TASK: Rewrite all of the data below with "integer pixel coordinates" changed to "whole-number pixel coordinates" and everything else left as it is. Leave the pictures out of your version.

TASK MATERIAL:
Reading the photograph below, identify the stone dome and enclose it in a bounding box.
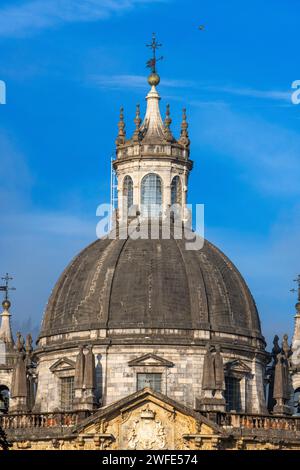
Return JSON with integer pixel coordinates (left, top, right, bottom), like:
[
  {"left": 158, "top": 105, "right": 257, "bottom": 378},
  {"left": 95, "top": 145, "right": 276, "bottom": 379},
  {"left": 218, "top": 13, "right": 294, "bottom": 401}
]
[{"left": 39, "top": 229, "right": 263, "bottom": 340}]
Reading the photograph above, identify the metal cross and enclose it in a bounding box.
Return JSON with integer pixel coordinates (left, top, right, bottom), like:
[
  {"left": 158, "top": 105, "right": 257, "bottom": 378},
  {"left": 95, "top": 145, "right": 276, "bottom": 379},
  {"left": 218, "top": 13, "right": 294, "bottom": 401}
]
[
  {"left": 146, "top": 33, "right": 163, "bottom": 73},
  {"left": 291, "top": 274, "right": 300, "bottom": 302},
  {"left": 0, "top": 273, "right": 16, "bottom": 300}
]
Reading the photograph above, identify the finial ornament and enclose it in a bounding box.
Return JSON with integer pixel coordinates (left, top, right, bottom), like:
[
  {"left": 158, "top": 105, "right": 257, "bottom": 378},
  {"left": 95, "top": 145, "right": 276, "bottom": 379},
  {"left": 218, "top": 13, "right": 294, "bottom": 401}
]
[
  {"left": 146, "top": 33, "right": 163, "bottom": 86},
  {"left": 178, "top": 108, "right": 190, "bottom": 147},
  {"left": 0, "top": 273, "right": 16, "bottom": 310},
  {"left": 291, "top": 274, "right": 300, "bottom": 313},
  {"left": 116, "top": 107, "right": 126, "bottom": 145},
  {"left": 132, "top": 104, "right": 142, "bottom": 142},
  {"left": 164, "top": 104, "right": 173, "bottom": 141}
]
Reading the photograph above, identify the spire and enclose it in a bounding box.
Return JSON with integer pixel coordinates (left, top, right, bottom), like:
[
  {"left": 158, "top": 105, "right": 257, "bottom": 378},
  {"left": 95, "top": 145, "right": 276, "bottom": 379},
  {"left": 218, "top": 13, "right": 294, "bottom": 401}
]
[
  {"left": 178, "top": 108, "right": 190, "bottom": 147},
  {"left": 140, "top": 33, "right": 164, "bottom": 142},
  {"left": 164, "top": 104, "right": 173, "bottom": 142},
  {"left": 116, "top": 107, "right": 126, "bottom": 145},
  {"left": 0, "top": 300, "right": 14, "bottom": 347},
  {"left": 132, "top": 104, "right": 142, "bottom": 142},
  {"left": 11, "top": 333, "right": 27, "bottom": 412}
]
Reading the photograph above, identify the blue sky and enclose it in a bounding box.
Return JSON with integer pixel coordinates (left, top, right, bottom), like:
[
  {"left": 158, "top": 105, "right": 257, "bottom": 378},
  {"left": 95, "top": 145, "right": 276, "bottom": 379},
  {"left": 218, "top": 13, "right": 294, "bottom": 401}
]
[{"left": 0, "top": 0, "right": 300, "bottom": 342}]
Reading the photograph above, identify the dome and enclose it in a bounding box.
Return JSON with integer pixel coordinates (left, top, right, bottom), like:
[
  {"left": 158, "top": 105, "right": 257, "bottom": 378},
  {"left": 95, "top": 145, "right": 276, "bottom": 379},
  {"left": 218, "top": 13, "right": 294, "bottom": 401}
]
[{"left": 39, "top": 229, "right": 262, "bottom": 339}]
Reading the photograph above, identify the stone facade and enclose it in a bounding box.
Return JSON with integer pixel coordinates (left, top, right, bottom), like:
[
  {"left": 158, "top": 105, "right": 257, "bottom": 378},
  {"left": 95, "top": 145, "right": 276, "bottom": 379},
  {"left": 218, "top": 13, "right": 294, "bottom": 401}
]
[{"left": 0, "top": 389, "right": 300, "bottom": 451}]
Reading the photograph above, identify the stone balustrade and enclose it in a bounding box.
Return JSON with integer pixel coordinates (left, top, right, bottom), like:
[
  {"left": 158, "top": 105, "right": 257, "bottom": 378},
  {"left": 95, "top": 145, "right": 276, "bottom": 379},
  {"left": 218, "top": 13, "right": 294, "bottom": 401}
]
[
  {"left": 206, "top": 413, "right": 300, "bottom": 432},
  {"left": 0, "top": 412, "right": 86, "bottom": 430}
]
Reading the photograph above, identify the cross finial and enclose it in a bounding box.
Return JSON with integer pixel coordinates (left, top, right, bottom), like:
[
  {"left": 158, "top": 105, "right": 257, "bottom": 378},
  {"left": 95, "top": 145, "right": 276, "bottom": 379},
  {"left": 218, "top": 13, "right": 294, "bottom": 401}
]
[
  {"left": 291, "top": 274, "right": 300, "bottom": 302},
  {"left": 146, "top": 33, "right": 163, "bottom": 73},
  {"left": 0, "top": 273, "right": 16, "bottom": 301}
]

RESULT FOR THIS EXERCISE:
Reading the photograph below, identify the stone dome and enclose it in a bounding box.
Return JSON with whole-number pixel coordinates (left, top, right, bottom), like:
[
  {"left": 158, "top": 105, "right": 257, "bottom": 378},
  {"left": 95, "top": 145, "right": 276, "bottom": 379},
  {"left": 218, "top": 13, "right": 294, "bottom": 401}
]
[{"left": 39, "top": 229, "right": 263, "bottom": 340}]
Reading the photograph above, identify the metal cross and enclose it in a bounding box.
Return JSON with whole-number pixel coordinates (left, top, right, bottom), like:
[
  {"left": 158, "top": 105, "right": 257, "bottom": 378},
  {"left": 95, "top": 145, "right": 276, "bottom": 379},
  {"left": 218, "top": 13, "right": 294, "bottom": 401}
]
[
  {"left": 146, "top": 33, "right": 163, "bottom": 73},
  {"left": 291, "top": 274, "right": 300, "bottom": 302},
  {"left": 0, "top": 273, "right": 16, "bottom": 300}
]
Reading the photograph above, identify the finial ornament and enclose it in a bounding box.
Return JSON with whole-number pixel coordinates (left, top, right, bottom), like:
[
  {"left": 158, "top": 105, "right": 257, "bottom": 378},
  {"left": 95, "top": 145, "right": 276, "bottom": 379},
  {"left": 218, "top": 13, "right": 294, "bottom": 401}
]
[
  {"left": 146, "top": 33, "right": 163, "bottom": 86},
  {"left": 178, "top": 108, "right": 190, "bottom": 147},
  {"left": 0, "top": 273, "right": 16, "bottom": 310},
  {"left": 291, "top": 274, "right": 300, "bottom": 313},
  {"left": 116, "top": 107, "right": 126, "bottom": 145},
  {"left": 132, "top": 104, "right": 142, "bottom": 142},
  {"left": 164, "top": 104, "right": 173, "bottom": 141}
]
Reading the photograph above, identify the spire and enclose it in a bounding box.
Return JSON with whole-number pixel coordinates (left, top, right, bottom), like:
[
  {"left": 158, "top": 105, "right": 257, "bottom": 378},
  {"left": 95, "top": 145, "right": 276, "bottom": 379},
  {"left": 218, "top": 13, "right": 294, "bottom": 401}
]
[
  {"left": 178, "top": 108, "right": 190, "bottom": 147},
  {"left": 140, "top": 33, "right": 164, "bottom": 142},
  {"left": 164, "top": 104, "right": 173, "bottom": 142},
  {"left": 116, "top": 107, "right": 126, "bottom": 145},
  {"left": 0, "top": 300, "right": 14, "bottom": 347},
  {"left": 132, "top": 104, "right": 142, "bottom": 142},
  {"left": 11, "top": 333, "right": 27, "bottom": 412}
]
Reading the photograph above, identify the blue sky and enclose it in a bounding box.
Return JSON with whole-number pixel coordinates (left, top, right, bottom), like:
[
  {"left": 158, "top": 105, "right": 257, "bottom": 378},
  {"left": 95, "top": 145, "right": 276, "bottom": 379},
  {"left": 218, "top": 13, "right": 294, "bottom": 401}
]
[{"left": 0, "top": 0, "right": 300, "bottom": 342}]
Reading the photograph above, identify the dome and enclose it in a bounding box.
Return JSON with whole-number pixel coordinates (left, top, right, bottom), like:
[
  {"left": 158, "top": 105, "right": 257, "bottom": 378},
  {"left": 95, "top": 145, "right": 276, "bottom": 379},
  {"left": 218, "top": 13, "right": 294, "bottom": 401}
]
[{"left": 39, "top": 229, "right": 262, "bottom": 339}]
Reading the photograph above, identify the stone facade and enclose it in a bounding box.
Return JSON with whole-number pixel coordinates (left, top, right, bottom), like:
[
  {"left": 158, "top": 105, "right": 257, "bottom": 378},
  {"left": 95, "top": 145, "right": 276, "bottom": 379},
  {"left": 218, "top": 13, "right": 294, "bottom": 401}
]
[{"left": 0, "top": 389, "right": 300, "bottom": 451}]
Reading the photograph above, identify the stone balustrade and enclose it in a bounding box.
Return JSON with whole-number pixel coordinates (left, top, right, bottom), like:
[
  {"left": 158, "top": 105, "right": 257, "bottom": 378},
  {"left": 95, "top": 145, "right": 276, "bottom": 379},
  {"left": 218, "top": 13, "right": 294, "bottom": 401}
]
[
  {"left": 206, "top": 413, "right": 300, "bottom": 432},
  {"left": 0, "top": 412, "right": 86, "bottom": 430}
]
Reading the photograph above, identify the cross finial and enclose it in a bounding box.
Return JSON with whole-number pixel coordinates (left, top, right, bottom), like:
[
  {"left": 158, "top": 105, "right": 257, "bottom": 378},
  {"left": 95, "top": 145, "right": 276, "bottom": 379},
  {"left": 218, "top": 13, "right": 294, "bottom": 401}
]
[
  {"left": 291, "top": 274, "right": 300, "bottom": 302},
  {"left": 146, "top": 33, "right": 163, "bottom": 73},
  {"left": 0, "top": 273, "right": 16, "bottom": 301}
]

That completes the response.